Can you restate the material below, changing every "JSON array of objects" to "list of JSON objects" and leaving everything else as it is?
* Begin Supplied material *
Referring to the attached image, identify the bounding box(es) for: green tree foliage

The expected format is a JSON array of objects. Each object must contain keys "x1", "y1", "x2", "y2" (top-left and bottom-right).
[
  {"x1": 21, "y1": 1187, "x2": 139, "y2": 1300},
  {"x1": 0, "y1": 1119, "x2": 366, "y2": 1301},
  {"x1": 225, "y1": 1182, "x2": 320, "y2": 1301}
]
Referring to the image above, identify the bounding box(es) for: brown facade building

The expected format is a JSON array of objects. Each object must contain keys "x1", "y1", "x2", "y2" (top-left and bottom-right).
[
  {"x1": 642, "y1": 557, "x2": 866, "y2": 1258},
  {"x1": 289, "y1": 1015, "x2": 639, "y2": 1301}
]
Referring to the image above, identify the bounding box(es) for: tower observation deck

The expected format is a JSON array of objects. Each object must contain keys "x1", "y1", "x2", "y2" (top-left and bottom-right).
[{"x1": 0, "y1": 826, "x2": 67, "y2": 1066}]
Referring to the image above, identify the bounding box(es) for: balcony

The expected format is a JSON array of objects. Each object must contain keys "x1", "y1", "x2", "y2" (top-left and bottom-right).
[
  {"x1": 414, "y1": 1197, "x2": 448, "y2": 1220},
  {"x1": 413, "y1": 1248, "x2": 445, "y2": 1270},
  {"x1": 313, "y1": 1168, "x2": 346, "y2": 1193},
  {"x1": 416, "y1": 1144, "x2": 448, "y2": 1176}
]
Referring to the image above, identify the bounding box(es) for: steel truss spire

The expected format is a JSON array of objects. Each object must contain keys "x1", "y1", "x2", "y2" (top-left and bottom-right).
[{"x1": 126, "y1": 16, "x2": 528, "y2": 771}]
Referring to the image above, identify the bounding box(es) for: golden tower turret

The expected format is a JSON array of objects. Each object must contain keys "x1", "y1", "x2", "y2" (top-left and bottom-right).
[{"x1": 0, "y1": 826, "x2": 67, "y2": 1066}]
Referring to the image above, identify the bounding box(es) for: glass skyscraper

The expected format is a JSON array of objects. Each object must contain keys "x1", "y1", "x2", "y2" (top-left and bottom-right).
* End Supplied material *
**Result below**.
Referring to the attached image, identify the bounding box(es) for: green tree foliage

The expected format is a list of JSON objects. Each object must contain keys "x1", "y1", "x2", "y2" (top-left and bottom-right).
[
  {"x1": 21, "y1": 1187, "x2": 139, "y2": 1300},
  {"x1": 0, "y1": 1119, "x2": 366, "y2": 1301},
  {"x1": 225, "y1": 1182, "x2": 320, "y2": 1301}
]
Referring to the image above, identify the bounding box(es) for: brown facade building

The expected format is a list of JSON objects. Each object must contain keys "x1", "y1", "x2", "y2" (top-left and bottom-right).
[
  {"x1": 642, "y1": 557, "x2": 866, "y2": 1258},
  {"x1": 289, "y1": 1015, "x2": 639, "y2": 1301}
]
Referring to the image above, identify the bounding box(es) for: tower observation deck

The expected format is a list of JSON objects. Each object must contain keys "x1", "y1", "x2", "y2" (top-left and bottom-right).
[{"x1": 0, "y1": 826, "x2": 67, "y2": 1066}]
Referring to the image above, identify the bounding box(es) for: balcony

The expected format is a list of JSON objects. Each object must contain keys "x1", "y1", "x2", "y2" (top-left and bottom-right).
[
  {"x1": 414, "y1": 1197, "x2": 448, "y2": 1220},
  {"x1": 413, "y1": 1248, "x2": 445, "y2": 1270},
  {"x1": 313, "y1": 1168, "x2": 346, "y2": 1193},
  {"x1": 416, "y1": 1144, "x2": 448, "y2": 1176}
]
Referring to the image above, identify the bounding box(es) for: steel truss spire

The expected format is a list of JSON objects. Each object must contain keys "x1", "y1", "x2", "y2" (top-left and bottom-right).
[{"x1": 126, "y1": 16, "x2": 528, "y2": 771}]
Referring to the image above, identify the bounding box(es) for: golden tower turret

The expected format is a list of JSON objects. Each object must contain keys "x1", "y1", "x2", "y2" (top-left and bottom-right).
[{"x1": 0, "y1": 826, "x2": 67, "y2": 1066}]
Referring to the image above, identify the bounding box(es) for: glass skyscraper

The expected format is a list of JSON objects. Each object must contain keys "x1", "y1", "x2", "y2" (top-left and bottom-right).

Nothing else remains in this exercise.